━━━ Extract ━━━

UNITED STATES
SECURITIES AND EXCHANGE COMMISSION
Washington, D.C. 20549
FORM 8-K
CURRENT REPORT
Pursuant to Section 13 OR 15(d) of the Securities Exchange Act of 1934
Date of Report (Date of earliest event reported): May 21, 2008 (May 16, 2008)
ALERIS INTERNATIONAL, INC.
(Exact name of registrant as specified in its charter)
Delaware | 1-7170 | 75-2008280 | ||
(State or other jurisdiction of incorporation) |
(Commission file number) | (I.R.S. Employer Identification No.) |
25825 Science Park Drive, Suite 400 Beachwood, Ohio |
44122 | |
(Address of principal executive offices) | (Zip code) |
Registrants telephone number, including area code: (216) 910-3400
Check the appropriate box below if the Form 8-K filing is intended to simultaneously satisfy the filing obligation of the registrant under any of the following provisions (see General Instruction A.2. below):
¨ | Written communications pursuant to Rule 425 under the Securities Act (17 CFR 230.425) |
¨ | Soliciting material pursuant to Rule 14a-12 under the Exchange Act (17 CFR 240.14a-12) |
¨ | Pre-commencement communications pursuant to Rule 14d-2(b) under the Exchange Act (17 CFR 240.14d-2(b)) |
¨ | Pre-commencement communications pursuant to Rule 13e-4(c) under the Exchange Act (17 CFR 240.13e-4(c)) |
Item 5.02. | Departure of Directors or Certain Officers; Election of Directors; Appointment of Certain Officers; Compensatory Arrangements of Certain Officers. |
On May 16, 2008, the employment of Joseph M. Mallak, Senior Vice President, Finance, Chief Accounting Officer and Controller was terminated without cause.
Mr. Mallak is entitled to termination payments pursuant to the terms of the Employment Agreement dated August 8, 2007 by and among Mr. Mallak, the Company, and Aurora Acquisition Holdings, Inc. (the Employment Agreement), a copy of which is attached hereto as Exhibit 99.1, and incorporated herein by reference. Subject to the terms of the Employment Agreement, Mr. Mallak is entitled to a lump sum payment in an amount equal to one-and-one-half times the sum of his base pay plus his target bonus and continued medical benefits for 18 months following his termination date.

━━━ Record extracts ━━━

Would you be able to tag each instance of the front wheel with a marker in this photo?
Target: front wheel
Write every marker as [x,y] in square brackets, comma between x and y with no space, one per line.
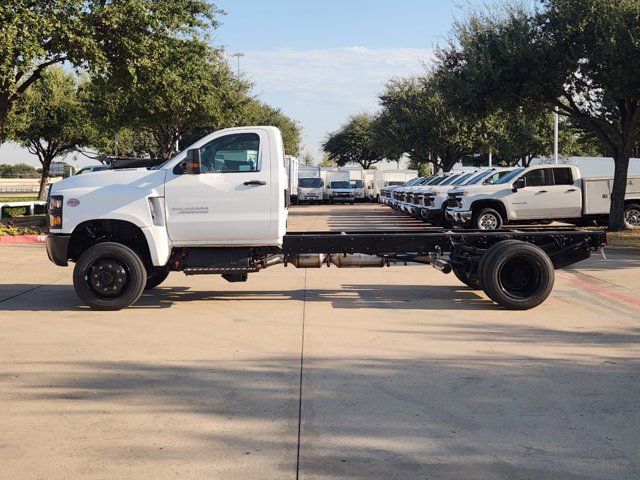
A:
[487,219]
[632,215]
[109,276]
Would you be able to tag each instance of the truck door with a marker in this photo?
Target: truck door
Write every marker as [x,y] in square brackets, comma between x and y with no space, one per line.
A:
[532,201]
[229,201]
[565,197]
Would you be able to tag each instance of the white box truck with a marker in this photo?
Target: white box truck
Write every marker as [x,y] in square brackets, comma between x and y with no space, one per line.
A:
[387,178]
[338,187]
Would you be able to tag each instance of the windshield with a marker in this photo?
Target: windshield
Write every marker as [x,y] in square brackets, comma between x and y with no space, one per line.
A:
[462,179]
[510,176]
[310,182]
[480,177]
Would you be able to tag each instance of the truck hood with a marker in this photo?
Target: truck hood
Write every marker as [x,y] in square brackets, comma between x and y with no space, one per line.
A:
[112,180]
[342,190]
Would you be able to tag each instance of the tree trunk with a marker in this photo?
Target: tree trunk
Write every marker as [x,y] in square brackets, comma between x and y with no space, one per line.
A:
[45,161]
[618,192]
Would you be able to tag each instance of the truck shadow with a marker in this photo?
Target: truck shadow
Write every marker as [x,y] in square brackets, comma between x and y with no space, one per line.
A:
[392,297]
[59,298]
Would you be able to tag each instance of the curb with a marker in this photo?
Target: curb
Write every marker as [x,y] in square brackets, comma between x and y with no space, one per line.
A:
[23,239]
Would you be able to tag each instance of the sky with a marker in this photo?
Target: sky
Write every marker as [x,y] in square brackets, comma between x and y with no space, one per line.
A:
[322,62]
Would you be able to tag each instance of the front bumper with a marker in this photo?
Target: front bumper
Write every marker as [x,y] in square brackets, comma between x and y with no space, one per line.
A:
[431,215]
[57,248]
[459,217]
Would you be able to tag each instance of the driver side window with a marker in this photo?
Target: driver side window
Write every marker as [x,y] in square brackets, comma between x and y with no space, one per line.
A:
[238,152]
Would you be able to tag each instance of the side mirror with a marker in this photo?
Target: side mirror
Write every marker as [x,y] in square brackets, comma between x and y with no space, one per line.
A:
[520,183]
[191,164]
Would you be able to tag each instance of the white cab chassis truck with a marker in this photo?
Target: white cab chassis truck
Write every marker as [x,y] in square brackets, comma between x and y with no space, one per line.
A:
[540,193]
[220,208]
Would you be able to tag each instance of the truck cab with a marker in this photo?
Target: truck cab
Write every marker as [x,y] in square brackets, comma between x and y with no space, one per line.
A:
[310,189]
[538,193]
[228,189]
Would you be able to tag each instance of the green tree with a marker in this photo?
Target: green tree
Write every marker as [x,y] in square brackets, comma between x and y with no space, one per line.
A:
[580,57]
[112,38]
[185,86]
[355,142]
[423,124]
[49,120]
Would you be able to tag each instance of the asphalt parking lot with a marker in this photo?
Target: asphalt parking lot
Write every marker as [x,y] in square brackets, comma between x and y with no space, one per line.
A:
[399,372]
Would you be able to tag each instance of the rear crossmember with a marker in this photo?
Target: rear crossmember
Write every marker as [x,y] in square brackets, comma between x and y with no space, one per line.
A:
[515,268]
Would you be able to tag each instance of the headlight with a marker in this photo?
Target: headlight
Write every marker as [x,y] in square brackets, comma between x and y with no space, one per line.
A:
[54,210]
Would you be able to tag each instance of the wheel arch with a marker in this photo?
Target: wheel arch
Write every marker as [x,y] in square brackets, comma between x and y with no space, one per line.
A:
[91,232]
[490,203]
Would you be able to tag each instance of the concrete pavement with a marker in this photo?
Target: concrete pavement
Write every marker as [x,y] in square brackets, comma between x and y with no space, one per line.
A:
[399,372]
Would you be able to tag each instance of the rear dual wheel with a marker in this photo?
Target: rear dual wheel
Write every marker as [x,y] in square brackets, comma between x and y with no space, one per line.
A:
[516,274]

━━━

Exercises -
1. In the Form 8-K, for how many months after his termination date is Mr. Mallak entitled to continued medical benefits?
2. Set down the passage of the Form 8-K between "UNITED STATES" and "ALERIS INTERNATIONAL, INC.", inclusive, with no changes.

Exercise answers -
1. He is entitled to continued medical benefits for 18 months following his termination date.

2.
UNITED STATES
SECURITIES AND EXCHANGE COMMISSION
Washington, D.C. 20549
FORM 8-K
CURRENT REPORT
Pursuant to Section 13 OR 15(d) of the Securities Exchange Act of 1934
Date of Report (Date of earliest event reported): May 21, 2008 (May 16, 2008)
ALERIS INTERNATIONAL, INC.